• Texto apresentado:

:::::

PAPA FRANCISCO ANTECIPA BIOGRAFIA PÓSTUMA

Era um livro para ser publicado após a morte, mas Francisco revelou-o por causa do Jubileu.

O anúncio de uma Autobiografia do Papa Francisco alvoroçou o noticiário – e o mercado editorial – e abriu o apetite para a leitura de mais uma publicação do sumo pontífice. Desta vez não era uma encíclica, nem mais um livro em que «Deus» surge no título e o rosto do Papa em destaque, como em Deus Quer que Sejas Feliz (Porto) ou Deus Ama-te (Albatroz), mas um volume onde a palavra Esperança domina o título, aumentando o do anterior de há poucos meses, A Esperança Nunca Desilude (Cultura). Esta prolífica veia literária do Papa não impediu que ao chegar às livrarias, Esperança atingisse de imediato o primeiro lugar nas vendas de não-ficção.

A razão é simples, trata-se de uma autobiografia de um Papa que deu muita esperança aos católicos com a sua eleição e por ser um relato da sua vida escrito na primeira pessoa. Coisa nunca vista no Vaticano e que Francisco decidiu alterar, revivendo a sua vida desde os primeiros anos, sem esquecer as raízes, até ao presente, não ignorando as crises do seu papado e as muitas que o mundo tem atravessado, como a da invasão da Ucrânia pela Rússia e a guerra eterna no Médio Oriente. Torna-se ainda uma obra mais importante por não evitar tópicos da sua vida pessoal que poderia ignorar.

Não se pode considerar que Autobiografia resulta unicamente do próprio pulso de Francisco, mas o processo é em tudo autobiográfico e fruto da sua reflexão. Durante os últimos seis anos, entre 2019 e dezembro de 2024, o editor italiano Carlo Musso teve bastantes conversas, trocou mensagens e recebeu textos do Papa, e é o resultado dessa relação que está posto em Esperança. Aliás Musso foi bem claro sobre todo esse processo: “Só depois dessa recolha é que escrevi uma primeira versão, a que se seguiu um percurso a dois para o livro ser o mais perfeito possível. Antes e depois, houve sempre uma grande liberdade e nunca foram estabelecidas linhas vermelhas. Desse modo, Esperança reflete as memórias muito pessoais do Santo Padre a todos os níveis: a vida pessoal, a vida religiosa e o pontificado. O Papa é a cola que une toda a narrativa, sendo claro que mesmo perante qualquer dificuldade, Francisco tem sempre uma mensagem invencível de esperança.”

:::::

• Secção de dados:
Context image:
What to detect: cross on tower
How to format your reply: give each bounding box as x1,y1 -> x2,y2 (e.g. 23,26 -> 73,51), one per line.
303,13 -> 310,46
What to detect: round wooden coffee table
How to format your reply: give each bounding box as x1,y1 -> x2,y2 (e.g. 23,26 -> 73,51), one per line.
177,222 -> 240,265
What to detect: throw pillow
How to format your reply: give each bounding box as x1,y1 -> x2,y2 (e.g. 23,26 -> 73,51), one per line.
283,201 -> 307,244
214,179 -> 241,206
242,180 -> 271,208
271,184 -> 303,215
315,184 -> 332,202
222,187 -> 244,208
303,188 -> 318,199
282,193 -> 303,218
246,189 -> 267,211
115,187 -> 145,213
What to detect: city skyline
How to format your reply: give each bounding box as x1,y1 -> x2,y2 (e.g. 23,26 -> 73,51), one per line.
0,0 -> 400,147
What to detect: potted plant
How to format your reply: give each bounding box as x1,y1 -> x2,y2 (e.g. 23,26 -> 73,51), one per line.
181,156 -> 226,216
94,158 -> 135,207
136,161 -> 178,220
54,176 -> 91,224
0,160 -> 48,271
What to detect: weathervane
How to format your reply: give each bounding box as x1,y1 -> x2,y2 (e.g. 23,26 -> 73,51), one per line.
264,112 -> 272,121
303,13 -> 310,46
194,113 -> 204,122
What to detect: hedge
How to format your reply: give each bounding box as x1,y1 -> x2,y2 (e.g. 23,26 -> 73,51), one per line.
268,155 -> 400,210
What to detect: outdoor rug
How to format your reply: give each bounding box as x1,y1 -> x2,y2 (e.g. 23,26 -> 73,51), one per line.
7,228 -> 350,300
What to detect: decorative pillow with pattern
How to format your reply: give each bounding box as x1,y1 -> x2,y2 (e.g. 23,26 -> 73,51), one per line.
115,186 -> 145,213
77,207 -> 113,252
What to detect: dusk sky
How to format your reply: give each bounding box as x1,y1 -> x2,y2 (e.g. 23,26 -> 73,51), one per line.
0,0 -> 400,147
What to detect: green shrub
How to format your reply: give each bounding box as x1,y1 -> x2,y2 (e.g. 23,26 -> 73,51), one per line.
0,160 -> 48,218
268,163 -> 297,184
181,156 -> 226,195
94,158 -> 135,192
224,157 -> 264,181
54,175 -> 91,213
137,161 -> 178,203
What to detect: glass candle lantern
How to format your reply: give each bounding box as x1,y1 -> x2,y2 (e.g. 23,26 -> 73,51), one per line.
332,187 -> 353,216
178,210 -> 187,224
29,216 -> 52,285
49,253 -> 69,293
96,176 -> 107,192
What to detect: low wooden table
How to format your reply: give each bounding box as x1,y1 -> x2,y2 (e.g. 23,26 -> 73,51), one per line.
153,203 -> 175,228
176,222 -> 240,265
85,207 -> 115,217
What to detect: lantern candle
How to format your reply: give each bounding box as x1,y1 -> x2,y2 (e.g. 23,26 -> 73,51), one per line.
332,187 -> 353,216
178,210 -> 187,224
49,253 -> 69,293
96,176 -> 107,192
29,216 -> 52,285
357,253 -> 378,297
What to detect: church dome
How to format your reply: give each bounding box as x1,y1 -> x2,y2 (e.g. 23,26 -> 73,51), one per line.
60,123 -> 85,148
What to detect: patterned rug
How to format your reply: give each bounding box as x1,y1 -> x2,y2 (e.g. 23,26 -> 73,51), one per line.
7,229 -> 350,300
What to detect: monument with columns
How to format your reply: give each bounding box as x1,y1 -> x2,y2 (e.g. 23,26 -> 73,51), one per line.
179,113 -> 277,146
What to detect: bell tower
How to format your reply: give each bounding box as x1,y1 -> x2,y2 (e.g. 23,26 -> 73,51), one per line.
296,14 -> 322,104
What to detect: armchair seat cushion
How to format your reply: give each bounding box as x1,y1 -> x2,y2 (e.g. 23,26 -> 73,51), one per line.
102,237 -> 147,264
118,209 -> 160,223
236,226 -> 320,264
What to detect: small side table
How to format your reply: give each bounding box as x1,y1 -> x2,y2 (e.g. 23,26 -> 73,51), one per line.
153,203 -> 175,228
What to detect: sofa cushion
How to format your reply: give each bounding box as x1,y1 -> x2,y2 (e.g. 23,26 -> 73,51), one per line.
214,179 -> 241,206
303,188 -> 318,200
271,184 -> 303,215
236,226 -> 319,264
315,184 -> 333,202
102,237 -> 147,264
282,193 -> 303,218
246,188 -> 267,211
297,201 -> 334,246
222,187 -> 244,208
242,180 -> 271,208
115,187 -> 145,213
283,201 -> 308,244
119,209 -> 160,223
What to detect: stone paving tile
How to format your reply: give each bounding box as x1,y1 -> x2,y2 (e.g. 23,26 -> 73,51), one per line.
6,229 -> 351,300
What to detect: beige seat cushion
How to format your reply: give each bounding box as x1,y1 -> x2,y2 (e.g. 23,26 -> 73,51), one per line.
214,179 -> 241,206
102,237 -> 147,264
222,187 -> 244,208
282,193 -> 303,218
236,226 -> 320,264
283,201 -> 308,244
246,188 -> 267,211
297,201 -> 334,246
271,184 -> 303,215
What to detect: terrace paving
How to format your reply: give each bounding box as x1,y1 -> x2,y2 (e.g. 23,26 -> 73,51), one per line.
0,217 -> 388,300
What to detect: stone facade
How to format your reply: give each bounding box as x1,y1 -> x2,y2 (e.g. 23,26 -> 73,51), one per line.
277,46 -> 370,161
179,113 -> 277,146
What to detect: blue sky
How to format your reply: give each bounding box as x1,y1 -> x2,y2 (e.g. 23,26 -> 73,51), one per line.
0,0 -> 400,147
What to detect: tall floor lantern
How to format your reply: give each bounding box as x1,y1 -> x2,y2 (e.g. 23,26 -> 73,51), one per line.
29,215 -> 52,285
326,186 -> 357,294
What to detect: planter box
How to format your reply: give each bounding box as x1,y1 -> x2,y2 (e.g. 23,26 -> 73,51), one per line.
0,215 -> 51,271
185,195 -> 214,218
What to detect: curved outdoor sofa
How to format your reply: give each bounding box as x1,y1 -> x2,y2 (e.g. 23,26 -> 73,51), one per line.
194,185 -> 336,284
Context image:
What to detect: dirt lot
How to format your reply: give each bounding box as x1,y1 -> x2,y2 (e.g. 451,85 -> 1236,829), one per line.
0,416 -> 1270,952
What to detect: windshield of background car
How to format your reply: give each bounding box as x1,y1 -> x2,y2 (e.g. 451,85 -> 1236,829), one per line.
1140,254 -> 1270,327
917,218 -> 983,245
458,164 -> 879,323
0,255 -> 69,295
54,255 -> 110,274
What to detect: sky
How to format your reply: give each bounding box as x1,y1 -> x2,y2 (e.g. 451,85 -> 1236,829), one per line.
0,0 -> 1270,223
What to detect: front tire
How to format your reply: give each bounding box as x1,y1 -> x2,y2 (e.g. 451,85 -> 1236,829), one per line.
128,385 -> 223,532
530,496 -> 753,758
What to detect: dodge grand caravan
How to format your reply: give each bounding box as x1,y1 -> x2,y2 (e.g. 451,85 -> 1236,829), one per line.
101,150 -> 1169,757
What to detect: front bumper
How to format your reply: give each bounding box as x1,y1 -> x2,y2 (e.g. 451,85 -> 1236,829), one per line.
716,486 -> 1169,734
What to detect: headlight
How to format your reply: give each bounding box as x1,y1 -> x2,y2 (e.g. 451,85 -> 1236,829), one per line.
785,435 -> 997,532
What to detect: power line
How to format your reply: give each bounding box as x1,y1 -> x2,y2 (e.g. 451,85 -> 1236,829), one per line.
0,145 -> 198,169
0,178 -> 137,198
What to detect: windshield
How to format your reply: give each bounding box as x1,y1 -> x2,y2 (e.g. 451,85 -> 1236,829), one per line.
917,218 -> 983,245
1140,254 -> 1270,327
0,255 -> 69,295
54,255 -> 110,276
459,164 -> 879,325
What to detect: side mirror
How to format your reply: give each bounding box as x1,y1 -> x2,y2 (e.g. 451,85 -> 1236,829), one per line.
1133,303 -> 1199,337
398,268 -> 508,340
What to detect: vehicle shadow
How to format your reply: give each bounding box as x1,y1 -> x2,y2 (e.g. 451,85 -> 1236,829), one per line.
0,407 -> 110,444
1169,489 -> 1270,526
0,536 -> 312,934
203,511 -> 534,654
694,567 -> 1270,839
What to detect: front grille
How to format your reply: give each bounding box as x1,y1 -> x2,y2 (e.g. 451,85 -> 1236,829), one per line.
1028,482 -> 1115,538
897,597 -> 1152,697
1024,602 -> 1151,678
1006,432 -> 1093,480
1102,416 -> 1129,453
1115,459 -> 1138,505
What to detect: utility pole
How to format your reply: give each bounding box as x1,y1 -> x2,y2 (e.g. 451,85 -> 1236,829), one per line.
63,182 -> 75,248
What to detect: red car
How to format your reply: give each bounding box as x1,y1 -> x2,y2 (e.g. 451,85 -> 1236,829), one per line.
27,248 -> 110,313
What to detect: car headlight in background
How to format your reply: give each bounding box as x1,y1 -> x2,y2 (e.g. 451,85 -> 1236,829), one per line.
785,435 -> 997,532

:::::

• Objetivos:
• a. Pode reproduzir, sem qualquer alteração, o trecho do texto sobre a autobiografia do Papa Francisco que começa nas palavras "Era um livro" e termina depois de "vendas de não-ficção."?
• b. Que editoras aparecem indicadas entre parênteses no texto sobre a autobiografia do Papa Francisco? Enumere todas.

• Respostas esperadas:
• a.
Era um livro para ser publicado após a morte, mas Francisco revelou-o por causa do Jubileu.

O anúncio de uma Autobiografia do Papa Francisco alvoroçou o noticiário – e o mercado editorial – e abriu o apetite para a leitura de mais uma publicação do sumo pontífice. Desta vez não era uma encíclica, nem mais um livro em que «Deus» surge no título e o rosto do Papa em destaque, como em Deus Quer que Sejas Feliz (Porto) ou Deus Ama-te (Albatroz), mas um volume onde a palavra Esperança domina o título, aumentando o do anterior de há poucos meses, A Esperança Nunca Desilude (Cultura). Esta prolífica veia literária do Papa não impediu que ao chegar às livrarias, Esperança atingisse de imediato o primeiro lugar nas vendas de não-ficção.

• b. Porto, Albatroz, Cultura